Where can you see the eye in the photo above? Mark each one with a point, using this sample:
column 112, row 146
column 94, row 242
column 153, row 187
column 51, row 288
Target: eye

#### EXERCISE AIM:
Every line of the listing above that includes "column" should be copied out.

#### TASK RESPONSE:
column 112, row 146
column 94, row 242
column 153, row 187
column 51, row 288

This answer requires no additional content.